» **REQUIREMENT**: Identify every line in the records that contains the string "white" and copy each of those lines out. Only matches with the same letter case count.

Source records
>> START

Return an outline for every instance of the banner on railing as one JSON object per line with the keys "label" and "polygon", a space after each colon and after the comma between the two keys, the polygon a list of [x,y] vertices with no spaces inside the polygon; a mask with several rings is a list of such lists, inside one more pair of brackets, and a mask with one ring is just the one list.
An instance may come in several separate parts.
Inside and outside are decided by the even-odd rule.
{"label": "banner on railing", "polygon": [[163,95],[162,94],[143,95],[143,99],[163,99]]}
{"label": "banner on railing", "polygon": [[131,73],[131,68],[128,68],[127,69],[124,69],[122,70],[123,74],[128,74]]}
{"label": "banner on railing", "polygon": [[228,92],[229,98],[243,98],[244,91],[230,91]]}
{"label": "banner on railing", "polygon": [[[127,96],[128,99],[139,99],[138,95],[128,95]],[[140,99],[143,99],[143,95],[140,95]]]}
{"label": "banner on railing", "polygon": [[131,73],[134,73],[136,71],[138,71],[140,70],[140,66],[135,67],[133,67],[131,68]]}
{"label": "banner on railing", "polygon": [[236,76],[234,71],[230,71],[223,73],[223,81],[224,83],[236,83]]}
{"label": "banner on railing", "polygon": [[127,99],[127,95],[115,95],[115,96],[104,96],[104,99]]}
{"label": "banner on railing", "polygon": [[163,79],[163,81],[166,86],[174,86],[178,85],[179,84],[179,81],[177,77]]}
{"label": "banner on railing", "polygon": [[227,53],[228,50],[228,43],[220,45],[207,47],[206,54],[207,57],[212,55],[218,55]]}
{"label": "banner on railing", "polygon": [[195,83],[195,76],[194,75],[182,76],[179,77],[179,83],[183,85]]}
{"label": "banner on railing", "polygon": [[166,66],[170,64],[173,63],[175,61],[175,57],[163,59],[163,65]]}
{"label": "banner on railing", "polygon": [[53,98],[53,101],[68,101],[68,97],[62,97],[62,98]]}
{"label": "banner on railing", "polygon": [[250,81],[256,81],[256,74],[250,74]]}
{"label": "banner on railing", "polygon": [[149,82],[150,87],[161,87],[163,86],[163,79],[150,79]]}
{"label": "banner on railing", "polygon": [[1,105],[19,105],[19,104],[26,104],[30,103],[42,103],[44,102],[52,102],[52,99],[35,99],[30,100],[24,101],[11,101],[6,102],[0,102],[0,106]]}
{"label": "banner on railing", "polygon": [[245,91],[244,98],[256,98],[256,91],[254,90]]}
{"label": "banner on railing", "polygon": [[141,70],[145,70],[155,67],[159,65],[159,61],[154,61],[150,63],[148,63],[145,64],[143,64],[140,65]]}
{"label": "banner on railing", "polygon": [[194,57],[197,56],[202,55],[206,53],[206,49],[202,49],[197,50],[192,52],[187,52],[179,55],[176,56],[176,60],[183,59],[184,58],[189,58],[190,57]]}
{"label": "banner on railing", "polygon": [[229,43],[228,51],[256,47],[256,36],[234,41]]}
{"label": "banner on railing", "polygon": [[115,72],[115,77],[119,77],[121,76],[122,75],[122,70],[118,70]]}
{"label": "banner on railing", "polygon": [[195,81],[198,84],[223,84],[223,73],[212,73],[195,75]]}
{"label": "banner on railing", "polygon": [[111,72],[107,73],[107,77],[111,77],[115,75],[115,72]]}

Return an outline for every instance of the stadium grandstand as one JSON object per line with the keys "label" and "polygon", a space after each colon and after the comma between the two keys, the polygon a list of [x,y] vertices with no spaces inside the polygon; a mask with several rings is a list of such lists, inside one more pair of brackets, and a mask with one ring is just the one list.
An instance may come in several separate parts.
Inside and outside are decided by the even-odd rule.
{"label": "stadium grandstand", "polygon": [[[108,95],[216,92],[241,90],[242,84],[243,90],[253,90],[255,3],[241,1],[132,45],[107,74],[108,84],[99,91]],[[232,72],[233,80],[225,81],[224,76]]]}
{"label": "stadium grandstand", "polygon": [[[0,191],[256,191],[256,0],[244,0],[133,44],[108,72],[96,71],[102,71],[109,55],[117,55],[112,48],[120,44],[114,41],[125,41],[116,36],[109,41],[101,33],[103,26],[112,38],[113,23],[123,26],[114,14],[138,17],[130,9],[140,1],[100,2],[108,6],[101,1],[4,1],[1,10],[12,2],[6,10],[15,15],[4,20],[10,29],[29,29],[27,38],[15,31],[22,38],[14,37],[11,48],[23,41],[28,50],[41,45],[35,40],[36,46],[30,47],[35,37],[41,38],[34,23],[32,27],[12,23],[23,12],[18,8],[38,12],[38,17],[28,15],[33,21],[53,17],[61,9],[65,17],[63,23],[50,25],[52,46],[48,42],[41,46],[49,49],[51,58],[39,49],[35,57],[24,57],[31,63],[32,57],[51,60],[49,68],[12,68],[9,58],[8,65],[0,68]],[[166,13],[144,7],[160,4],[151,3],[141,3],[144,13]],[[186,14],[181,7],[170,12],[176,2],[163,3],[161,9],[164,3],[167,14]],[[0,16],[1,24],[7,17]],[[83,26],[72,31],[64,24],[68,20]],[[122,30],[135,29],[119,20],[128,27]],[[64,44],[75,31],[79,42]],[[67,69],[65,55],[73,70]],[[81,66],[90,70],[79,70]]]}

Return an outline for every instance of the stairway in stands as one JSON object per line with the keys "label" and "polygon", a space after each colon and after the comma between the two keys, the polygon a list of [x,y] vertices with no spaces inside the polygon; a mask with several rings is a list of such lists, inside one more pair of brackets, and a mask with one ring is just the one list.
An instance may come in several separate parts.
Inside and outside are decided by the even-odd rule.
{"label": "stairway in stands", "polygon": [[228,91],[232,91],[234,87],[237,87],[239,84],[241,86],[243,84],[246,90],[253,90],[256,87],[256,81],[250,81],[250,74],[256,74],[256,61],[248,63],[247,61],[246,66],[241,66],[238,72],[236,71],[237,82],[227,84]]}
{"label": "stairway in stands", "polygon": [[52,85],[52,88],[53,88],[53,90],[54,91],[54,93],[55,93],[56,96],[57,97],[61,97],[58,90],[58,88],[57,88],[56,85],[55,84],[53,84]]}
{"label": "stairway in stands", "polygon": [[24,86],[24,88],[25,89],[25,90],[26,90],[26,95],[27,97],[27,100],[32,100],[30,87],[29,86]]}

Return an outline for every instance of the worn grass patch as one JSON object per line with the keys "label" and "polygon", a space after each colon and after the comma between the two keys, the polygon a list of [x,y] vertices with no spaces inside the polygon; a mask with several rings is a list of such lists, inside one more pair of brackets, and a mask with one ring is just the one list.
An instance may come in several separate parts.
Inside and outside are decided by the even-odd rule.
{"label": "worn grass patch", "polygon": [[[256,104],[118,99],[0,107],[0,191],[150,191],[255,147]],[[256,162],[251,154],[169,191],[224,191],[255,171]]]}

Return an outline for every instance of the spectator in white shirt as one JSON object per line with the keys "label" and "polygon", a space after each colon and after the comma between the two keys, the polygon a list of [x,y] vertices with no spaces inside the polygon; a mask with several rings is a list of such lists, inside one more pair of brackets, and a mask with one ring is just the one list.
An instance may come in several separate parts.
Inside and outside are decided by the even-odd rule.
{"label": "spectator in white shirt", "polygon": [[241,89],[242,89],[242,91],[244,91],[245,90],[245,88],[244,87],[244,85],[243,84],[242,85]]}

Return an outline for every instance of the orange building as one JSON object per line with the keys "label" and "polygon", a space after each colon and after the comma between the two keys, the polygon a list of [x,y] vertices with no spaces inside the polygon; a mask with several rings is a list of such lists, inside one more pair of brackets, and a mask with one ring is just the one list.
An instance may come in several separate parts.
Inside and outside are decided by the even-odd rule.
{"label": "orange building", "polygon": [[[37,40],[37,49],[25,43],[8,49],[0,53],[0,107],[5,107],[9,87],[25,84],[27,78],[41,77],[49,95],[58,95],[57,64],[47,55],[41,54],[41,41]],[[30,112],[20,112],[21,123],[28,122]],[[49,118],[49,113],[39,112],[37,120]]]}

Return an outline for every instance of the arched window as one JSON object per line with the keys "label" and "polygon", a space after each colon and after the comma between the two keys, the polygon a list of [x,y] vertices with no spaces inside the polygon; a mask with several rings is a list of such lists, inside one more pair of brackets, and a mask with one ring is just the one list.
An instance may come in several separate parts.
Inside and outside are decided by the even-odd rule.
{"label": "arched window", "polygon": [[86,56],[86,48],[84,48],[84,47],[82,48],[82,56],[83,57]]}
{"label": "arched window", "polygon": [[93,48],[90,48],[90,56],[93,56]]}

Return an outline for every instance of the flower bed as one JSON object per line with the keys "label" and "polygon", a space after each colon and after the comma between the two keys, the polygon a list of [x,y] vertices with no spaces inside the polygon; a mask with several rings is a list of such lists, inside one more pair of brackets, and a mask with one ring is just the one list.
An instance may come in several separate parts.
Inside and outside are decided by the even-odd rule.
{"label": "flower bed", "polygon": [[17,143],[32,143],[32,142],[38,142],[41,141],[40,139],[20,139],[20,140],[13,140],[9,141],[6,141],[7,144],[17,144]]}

>> END
>> START

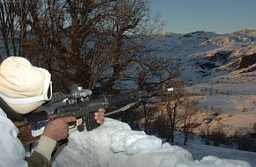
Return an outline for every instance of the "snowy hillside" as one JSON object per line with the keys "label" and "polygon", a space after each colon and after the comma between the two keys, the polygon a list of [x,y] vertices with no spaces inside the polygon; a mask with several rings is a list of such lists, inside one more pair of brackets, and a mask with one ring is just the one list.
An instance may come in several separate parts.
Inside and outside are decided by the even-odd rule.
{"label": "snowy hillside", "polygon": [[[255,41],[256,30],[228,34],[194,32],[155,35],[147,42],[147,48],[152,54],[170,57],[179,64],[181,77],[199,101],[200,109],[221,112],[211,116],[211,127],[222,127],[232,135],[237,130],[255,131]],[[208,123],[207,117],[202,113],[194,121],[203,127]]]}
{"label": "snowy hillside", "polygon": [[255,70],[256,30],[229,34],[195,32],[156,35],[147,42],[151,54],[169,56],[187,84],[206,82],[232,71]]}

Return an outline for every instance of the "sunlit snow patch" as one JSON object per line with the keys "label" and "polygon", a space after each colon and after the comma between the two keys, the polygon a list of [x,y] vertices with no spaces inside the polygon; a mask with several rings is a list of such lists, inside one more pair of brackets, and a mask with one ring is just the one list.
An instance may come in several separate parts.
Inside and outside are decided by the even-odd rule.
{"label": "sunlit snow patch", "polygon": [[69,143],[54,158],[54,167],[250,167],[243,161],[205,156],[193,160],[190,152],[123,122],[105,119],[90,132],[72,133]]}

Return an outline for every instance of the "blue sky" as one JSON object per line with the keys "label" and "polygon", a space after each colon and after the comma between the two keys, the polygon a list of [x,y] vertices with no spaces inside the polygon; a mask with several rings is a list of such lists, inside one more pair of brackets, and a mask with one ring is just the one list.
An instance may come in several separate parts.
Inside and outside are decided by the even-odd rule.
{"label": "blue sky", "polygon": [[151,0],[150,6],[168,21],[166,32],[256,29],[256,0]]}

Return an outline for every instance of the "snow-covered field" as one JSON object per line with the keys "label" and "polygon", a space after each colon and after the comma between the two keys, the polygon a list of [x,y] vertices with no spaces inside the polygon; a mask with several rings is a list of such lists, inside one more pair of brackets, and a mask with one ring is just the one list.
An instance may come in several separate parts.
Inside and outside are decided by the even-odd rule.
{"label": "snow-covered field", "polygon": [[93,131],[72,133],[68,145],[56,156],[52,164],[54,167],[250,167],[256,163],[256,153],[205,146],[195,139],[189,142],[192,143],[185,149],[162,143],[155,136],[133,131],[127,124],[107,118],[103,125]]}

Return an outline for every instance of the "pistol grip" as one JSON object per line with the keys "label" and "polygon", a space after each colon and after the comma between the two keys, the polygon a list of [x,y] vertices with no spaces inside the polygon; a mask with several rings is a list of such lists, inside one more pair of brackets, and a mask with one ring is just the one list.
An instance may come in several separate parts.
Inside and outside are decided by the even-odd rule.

>> END
>> START

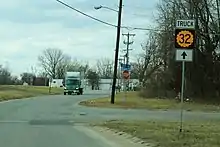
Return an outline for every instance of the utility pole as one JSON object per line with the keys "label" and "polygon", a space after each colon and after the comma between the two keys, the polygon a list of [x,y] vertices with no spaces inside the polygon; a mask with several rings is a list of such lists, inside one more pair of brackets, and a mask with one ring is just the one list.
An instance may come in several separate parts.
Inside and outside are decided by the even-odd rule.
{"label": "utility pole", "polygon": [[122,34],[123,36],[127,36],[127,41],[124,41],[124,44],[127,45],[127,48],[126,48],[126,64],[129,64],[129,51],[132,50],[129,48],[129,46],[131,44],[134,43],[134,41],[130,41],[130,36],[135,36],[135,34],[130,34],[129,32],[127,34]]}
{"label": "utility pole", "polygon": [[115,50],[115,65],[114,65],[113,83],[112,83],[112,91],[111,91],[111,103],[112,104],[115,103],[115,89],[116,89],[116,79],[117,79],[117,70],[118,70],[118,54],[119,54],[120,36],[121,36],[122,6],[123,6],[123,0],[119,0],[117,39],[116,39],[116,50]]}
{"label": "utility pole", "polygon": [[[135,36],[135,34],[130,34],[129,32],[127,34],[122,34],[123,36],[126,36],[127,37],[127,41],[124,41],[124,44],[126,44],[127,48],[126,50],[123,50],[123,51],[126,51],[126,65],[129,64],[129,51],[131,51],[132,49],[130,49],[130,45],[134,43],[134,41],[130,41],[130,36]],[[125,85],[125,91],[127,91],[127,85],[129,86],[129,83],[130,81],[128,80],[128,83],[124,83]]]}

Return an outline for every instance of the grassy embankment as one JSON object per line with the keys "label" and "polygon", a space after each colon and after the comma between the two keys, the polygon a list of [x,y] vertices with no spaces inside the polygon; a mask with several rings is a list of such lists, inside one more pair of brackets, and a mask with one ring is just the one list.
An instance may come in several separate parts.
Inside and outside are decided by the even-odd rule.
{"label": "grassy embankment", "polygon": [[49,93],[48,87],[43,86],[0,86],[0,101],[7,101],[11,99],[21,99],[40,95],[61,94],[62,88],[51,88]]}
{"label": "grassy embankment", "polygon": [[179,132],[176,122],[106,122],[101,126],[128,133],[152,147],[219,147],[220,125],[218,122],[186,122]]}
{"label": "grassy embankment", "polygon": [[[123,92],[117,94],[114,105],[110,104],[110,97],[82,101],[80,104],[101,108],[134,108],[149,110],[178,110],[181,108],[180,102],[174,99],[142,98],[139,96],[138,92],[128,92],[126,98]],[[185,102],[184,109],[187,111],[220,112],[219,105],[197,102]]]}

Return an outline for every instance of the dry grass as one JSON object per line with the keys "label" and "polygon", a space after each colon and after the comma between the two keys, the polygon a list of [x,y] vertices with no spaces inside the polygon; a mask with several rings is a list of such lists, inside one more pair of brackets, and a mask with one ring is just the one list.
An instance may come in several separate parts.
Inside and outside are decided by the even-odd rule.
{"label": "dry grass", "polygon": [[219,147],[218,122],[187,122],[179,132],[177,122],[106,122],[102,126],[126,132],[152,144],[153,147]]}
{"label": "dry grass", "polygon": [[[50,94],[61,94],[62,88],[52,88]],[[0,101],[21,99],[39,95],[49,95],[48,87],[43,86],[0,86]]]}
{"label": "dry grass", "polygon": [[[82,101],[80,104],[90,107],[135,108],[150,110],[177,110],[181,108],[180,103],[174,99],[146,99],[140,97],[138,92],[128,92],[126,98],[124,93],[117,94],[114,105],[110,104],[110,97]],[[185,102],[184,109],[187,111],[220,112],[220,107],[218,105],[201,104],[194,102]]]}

>> END

» **EXERCISE RESULT**:
Return an outline for every instance of the spectator in white shirt as one JSON object per line with the keys "label" and "polygon", a space after each colon and after the comma between the two keys, the polygon a list of [x,y] vertices with no spaces inside the polygon; a mask with several rings is a list of such lists, inside one more pair of brackets, and a mask with one ring is just the one list.
{"label": "spectator in white shirt", "polygon": [[241,89],[242,89],[242,91],[244,91],[245,90],[245,88],[244,87],[244,85],[243,84],[242,85]]}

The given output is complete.